━━ DATA SHOWN ━━

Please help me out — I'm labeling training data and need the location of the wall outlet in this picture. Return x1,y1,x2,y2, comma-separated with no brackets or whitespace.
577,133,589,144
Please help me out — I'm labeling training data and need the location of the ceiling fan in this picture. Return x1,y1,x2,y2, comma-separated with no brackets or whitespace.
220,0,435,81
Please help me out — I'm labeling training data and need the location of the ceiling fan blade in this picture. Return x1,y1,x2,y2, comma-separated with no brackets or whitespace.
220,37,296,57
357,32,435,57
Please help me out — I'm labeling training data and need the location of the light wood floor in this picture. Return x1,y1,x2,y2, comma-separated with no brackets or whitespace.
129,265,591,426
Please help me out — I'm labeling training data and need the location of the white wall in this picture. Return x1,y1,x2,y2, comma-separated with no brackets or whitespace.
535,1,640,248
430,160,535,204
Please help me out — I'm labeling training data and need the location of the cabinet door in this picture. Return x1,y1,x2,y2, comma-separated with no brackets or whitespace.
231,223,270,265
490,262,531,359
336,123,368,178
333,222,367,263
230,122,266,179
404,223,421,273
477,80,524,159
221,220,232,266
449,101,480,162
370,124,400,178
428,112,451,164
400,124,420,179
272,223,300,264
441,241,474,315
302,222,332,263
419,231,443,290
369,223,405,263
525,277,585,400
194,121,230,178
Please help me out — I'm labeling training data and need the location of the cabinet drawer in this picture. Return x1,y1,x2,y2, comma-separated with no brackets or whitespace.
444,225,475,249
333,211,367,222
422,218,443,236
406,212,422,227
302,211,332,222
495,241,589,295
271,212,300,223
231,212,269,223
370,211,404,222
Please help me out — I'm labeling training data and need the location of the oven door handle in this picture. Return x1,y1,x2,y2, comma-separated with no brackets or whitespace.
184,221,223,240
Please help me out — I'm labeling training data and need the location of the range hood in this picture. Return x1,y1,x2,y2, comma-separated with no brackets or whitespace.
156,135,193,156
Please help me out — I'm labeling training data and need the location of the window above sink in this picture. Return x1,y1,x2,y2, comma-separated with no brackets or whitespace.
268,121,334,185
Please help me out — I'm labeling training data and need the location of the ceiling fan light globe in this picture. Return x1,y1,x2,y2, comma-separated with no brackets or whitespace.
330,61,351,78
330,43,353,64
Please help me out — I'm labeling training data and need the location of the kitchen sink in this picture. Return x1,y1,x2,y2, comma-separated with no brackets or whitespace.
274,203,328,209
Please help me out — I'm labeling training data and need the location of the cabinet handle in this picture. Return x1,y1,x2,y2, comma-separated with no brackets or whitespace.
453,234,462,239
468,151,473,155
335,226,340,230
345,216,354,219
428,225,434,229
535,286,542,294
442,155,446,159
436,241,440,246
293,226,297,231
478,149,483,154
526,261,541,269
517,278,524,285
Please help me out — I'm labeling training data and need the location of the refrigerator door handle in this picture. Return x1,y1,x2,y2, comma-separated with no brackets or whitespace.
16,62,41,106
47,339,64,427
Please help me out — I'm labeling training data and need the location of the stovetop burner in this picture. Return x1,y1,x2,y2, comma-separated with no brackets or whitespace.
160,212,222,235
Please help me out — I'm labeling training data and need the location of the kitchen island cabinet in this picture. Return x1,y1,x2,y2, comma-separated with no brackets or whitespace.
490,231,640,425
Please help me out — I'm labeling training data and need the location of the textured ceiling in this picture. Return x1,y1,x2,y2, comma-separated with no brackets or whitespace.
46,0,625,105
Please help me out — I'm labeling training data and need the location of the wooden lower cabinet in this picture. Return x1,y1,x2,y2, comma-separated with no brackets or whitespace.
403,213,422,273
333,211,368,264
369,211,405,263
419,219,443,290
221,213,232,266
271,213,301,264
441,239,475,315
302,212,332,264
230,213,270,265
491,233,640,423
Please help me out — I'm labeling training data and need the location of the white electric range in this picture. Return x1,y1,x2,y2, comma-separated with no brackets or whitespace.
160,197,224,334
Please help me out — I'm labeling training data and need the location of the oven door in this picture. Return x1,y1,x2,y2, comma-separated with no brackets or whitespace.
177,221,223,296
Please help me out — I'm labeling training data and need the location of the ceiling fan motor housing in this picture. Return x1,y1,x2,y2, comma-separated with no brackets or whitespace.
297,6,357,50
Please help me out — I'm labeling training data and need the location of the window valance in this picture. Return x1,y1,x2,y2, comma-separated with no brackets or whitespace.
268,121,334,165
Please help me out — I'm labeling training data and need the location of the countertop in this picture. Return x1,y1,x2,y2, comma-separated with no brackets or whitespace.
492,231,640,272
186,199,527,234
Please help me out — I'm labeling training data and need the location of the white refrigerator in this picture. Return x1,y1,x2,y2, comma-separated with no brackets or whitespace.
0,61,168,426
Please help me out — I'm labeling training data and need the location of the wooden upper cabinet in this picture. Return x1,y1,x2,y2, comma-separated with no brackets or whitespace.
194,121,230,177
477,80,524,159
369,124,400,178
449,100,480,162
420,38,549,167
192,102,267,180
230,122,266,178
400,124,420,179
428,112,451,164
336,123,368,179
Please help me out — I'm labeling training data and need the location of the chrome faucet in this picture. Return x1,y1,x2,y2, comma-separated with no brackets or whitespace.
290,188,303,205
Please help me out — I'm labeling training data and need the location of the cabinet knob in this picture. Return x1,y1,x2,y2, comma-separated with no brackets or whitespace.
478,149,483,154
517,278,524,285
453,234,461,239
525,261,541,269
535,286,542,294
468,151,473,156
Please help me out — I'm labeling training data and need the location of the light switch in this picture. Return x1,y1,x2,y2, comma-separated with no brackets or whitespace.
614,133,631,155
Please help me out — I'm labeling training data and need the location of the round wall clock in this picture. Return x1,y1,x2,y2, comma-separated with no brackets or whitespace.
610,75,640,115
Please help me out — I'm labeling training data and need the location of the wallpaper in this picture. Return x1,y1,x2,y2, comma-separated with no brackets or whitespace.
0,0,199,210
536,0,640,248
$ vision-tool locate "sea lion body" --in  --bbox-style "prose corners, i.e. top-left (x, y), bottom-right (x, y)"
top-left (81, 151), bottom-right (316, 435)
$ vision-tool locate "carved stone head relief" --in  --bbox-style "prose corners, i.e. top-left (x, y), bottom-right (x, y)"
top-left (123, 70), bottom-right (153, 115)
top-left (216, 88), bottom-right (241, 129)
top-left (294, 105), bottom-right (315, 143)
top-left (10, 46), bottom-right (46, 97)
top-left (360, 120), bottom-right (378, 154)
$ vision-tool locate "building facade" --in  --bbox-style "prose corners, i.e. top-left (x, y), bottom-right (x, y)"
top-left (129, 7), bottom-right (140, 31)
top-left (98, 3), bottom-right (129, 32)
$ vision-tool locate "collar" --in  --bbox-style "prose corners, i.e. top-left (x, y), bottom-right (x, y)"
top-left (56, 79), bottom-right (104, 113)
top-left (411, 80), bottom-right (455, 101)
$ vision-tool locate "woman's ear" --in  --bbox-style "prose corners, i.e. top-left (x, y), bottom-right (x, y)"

━━━

PROBLEM TO WORK ON: Copy out every entry above exactly.

YOUR SOLUTION:
Please help me out — I'm labeling training data and need the location of the wall outlet in this picture. Return x1,y1,x2,y2, comma-separated with no brackets or whitespace.
577,133,589,144
Please help me out — I'm labeling training data and need the location of the ceiling fan in this picture. Return x1,y1,x2,y2, comma-separated with no brackets or whitespace.
220,0,435,81
Please help me out — I'm labeling training data and need the location of the ceiling fan blade in this picture. Return x1,y1,x2,y2, comma-separated with no brackets or whitespace.
220,37,296,57
357,32,435,57
Please help me out — I'm labeling training data and need the location of the light wood floor in this picture. Return x1,y1,x2,y2, comma-separated with no brackets or whitespace.
129,265,591,426
Please help me out — I'm labeling training data and need the location of the white wall in this picture. Return x1,y1,x2,y2, comma-separated with no brackets or whitespace.
535,1,640,248
430,160,535,204
Please help me out — I'm labeling training data and need the location of the cabinet door in this picture. Return x1,y1,x2,y2, comma-separated with no brackets or whitespace.
231,223,270,265
490,262,531,359
336,123,368,178
333,222,367,263
230,122,266,179
404,223,421,273
477,80,524,159
221,220,232,266
449,101,480,162
370,124,400,178
428,112,451,164
400,124,420,179
272,223,300,264
441,241,474,315
302,222,332,263
419,231,443,290
369,223,405,263
525,277,585,400
194,121,230,178
Please help me out — I'm labeling training data and need the location of the cabinet drawer in this picture. Return x1,y1,x2,y2, comma-separated with no brackets or whitespace.
444,225,475,249
333,211,367,222
422,218,443,236
406,212,422,227
302,211,332,222
495,241,589,295
271,212,300,223
231,212,269,223
370,211,404,222
Please help me out — I'm labeling training data and need the location of the oven door handle in this picture. Return x1,y1,x2,y2, comma-separated with no brackets or whitespace.
184,221,223,240
Please help me out — I'm labeling training data and need the location of the range hood in this picture. Return x1,y1,x2,y2, comma-separated with no brackets or whitespace.
156,135,193,156
Please help me out — I'm labeling training data and need the location of the window above sink in this picture. Return x1,y1,x2,y2, comma-separated with no brackets or whitespace.
268,121,334,185
Please help me out — I'm labeling training data and need the location of the ceiling fan light globe in this picture. Return x1,y1,x2,y2, comma-separated with no brackets or whitespace.
330,61,351,78
330,43,353,64
Please help me out — I'm labeling training data and need the location of the kitchen sink in this picture. Return x1,y1,x2,y2, comma-separated with no brackets or whitespace.
274,203,328,209
Please help me out — I'm labeling training data and need the location of the cabinet handle in this picture. Return x1,y1,x2,y2, comma-separated with no brackets or whitespace.
453,234,462,239
468,151,473,155
335,226,340,230
345,216,354,219
428,225,434,229
535,286,542,294
442,155,446,159
436,241,440,246
293,226,297,231
478,149,483,154
526,261,541,269
517,278,524,285
Please help me out — I'm labeling training data and need the location of the refrigerator door handle in this picture. Return x1,y1,x2,y2, comma-separated with no brackets or whitespace.
16,62,41,106
47,339,64,427
Please help me out — I'm labeling training data and need the location of the stovetop burner in this picture. Return x1,y1,x2,y2, comma-separated with no brackets or whitespace.
160,212,222,235
Please help me out — I'm labeling training data and need the location of the kitchen island cabinet in this picture. Return x1,y1,x2,y2, comma-separated with no brackets or whitespace.
490,231,640,425
Please help me out — I'm labeling training data and need the location of the textured ceiling in this picture. Return x1,y1,x2,y2, comma-separated with no brackets or whitespace.
46,0,625,105
Please help me out — I'm labeling training data and need the location of the wooden lower cabinet in this picture. Return x1,y1,x2,y2, comma-separated with no brackets or whitespace.
403,213,422,273
333,211,368,264
369,211,405,263
419,219,443,290
221,213,232,266
271,213,301,264
441,239,475,315
302,212,332,264
230,213,270,265
491,233,640,423
Please help me out — I'm labeling training data and need the location of the white electric range in this picture. Return x1,y1,x2,y2, comma-separated with no brackets or whitespace.
160,197,224,334
Please help me out — I'm labeling training data and need the location of the oven door in this picture. Return x1,y1,x2,y2, comma-separated with no brackets or whitespace.
177,221,223,296
Please help me out — I'm labeling training data and need the location of the ceiling fan motor housing in this picture. Return x1,y1,x2,y2, comma-separated with no brackets or whitespace.
297,6,357,50
Please help me out — I'm labeling training data and need the location of the window valance in this picture. Return x1,y1,x2,y2, comma-separated with no brackets or whitespace.
268,121,334,165
Please help me out — I'm labeling training data and need the location of the countertop in this picture. Return x1,y1,x2,y2, comma-separated with no brackets or whitespace.
492,231,640,272
186,199,527,234
Please help me out — I'm labeling training data and need the location of the white refrigerator in this picture. Return x1,y1,x2,y2, comma-separated with no brackets or whitespace.
0,61,168,426
Please help me out — I'm labeling training data and need the location of the wooden upper cabinet in this picture. Return x1,y1,x2,y2, comma-separated with no brackets or whitespace.
194,121,230,177
477,80,524,159
369,124,400,178
449,100,480,162
420,38,549,167
192,102,267,180
230,122,266,178
400,124,420,179
428,112,451,164
336,123,368,179
Please help me out — I'm labeling training data and need the location of the chrome faucet in this picture. Return x1,y1,x2,y2, comma-separated with no brackets or whitespace.
290,188,303,205
Please help me out — I'm labeling training data and need the location of the cabinet knob in this picture. Return x1,y1,x2,y2, comma-separated with no brackets or whitespace.
478,149,483,154
517,278,524,285
453,234,461,239
525,261,541,269
535,286,542,294
468,151,473,156
Please help me out — I'm labeling training data and need the location of the light switch in this picture. Return x1,y1,x2,y2, comma-separated with no brackets or whitespace.
614,133,631,155
Please help me out — I'm labeling training data and need the location of the round wall clock in this picture. Return x1,y1,x2,y2, comma-separated with no brackets or whitespace.
610,75,640,115
Please help me out — I'm labeling training data and need the location of the wallpaper in this picture. Return x1,y1,x2,y2, comma-separated with no brackets or whitespace.
0,0,199,210
536,0,640,248
$ vision-tool locate "sea lion body" --in  --bbox-style "prose corners, i.e. top-left (x, y), bottom-right (x, y)"
top-left (81, 151), bottom-right (316, 435)
$ vision-tool locate "carved stone head relief" --in  --bbox-style "prose corners, i.e. top-left (x, y), bottom-right (x, y)"
top-left (123, 70), bottom-right (153, 115)
top-left (216, 88), bottom-right (241, 129)
top-left (294, 105), bottom-right (315, 143)
top-left (10, 46), bottom-right (46, 97)
top-left (360, 120), bottom-right (378, 154)
$ vision-tool locate "building facade" --in  --bbox-style "prose corners, i.e. top-left (x, y), bottom-right (x, y)"
top-left (129, 7), bottom-right (140, 31)
top-left (98, 3), bottom-right (129, 32)
$ vision-tool locate "collar" --in  --bbox-style "prose corners, i.e. top-left (x, y), bottom-right (x, y)"
top-left (56, 79), bottom-right (104, 113)
top-left (411, 80), bottom-right (455, 101)
$ vision-tool locate "woman's ear" --in  --bbox-style "prose corners, i.e. top-left (x, y), bottom-right (x, y)"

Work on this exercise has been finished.